Repeat the material below exactly, with no pictures.

**Dataset records**

-- begin --

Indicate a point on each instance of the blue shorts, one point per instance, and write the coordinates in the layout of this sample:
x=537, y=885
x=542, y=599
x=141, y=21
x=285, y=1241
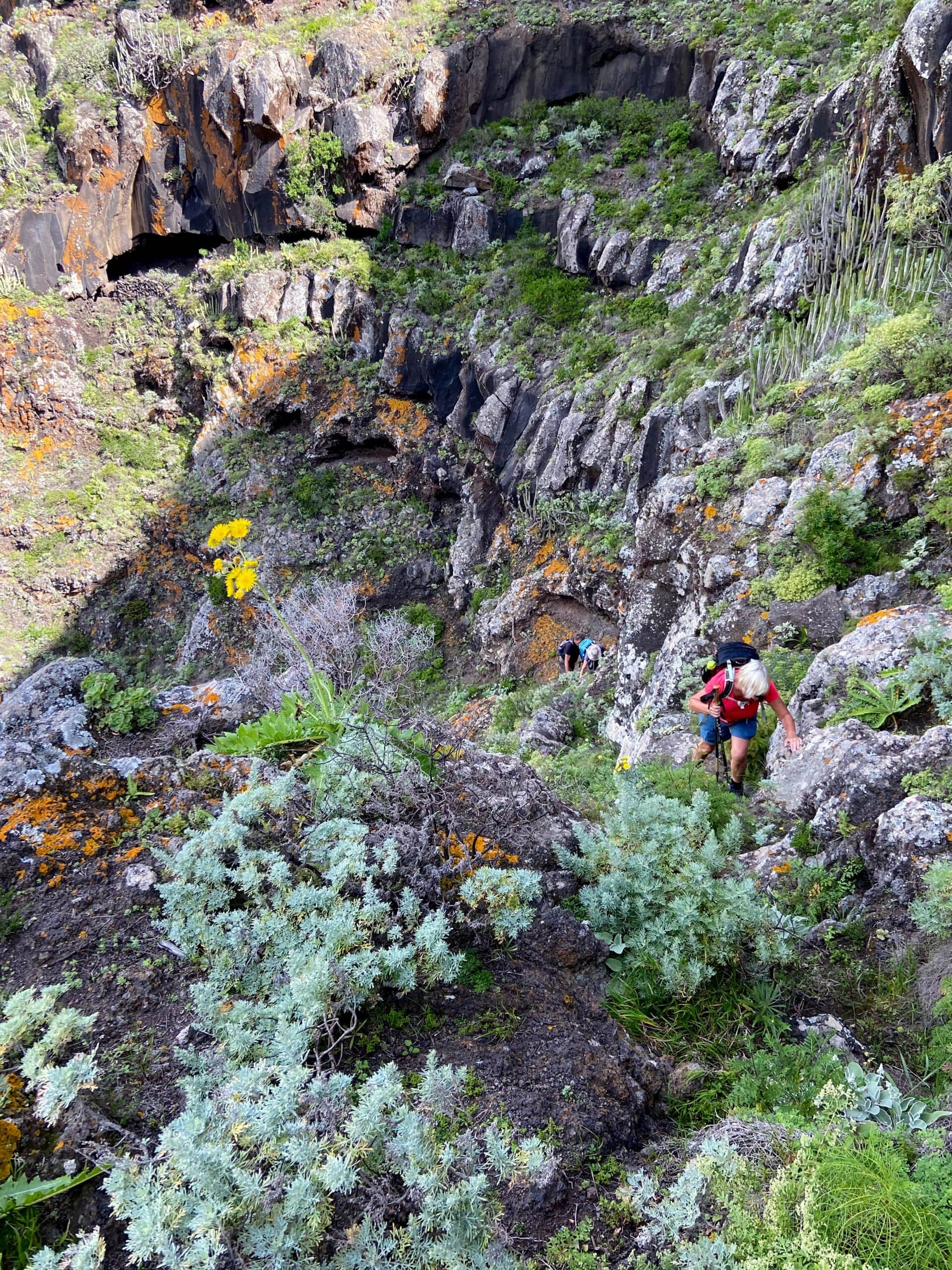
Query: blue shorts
x=744, y=729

-- end --

**Worked solution**
Indicate a point on each instance of the blue shorts, one point per instance, and write the coordinates in the layout of this sample:
x=537, y=885
x=542, y=599
x=141, y=21
x=285, y=1241
Query: blue shorts
x=744, y=729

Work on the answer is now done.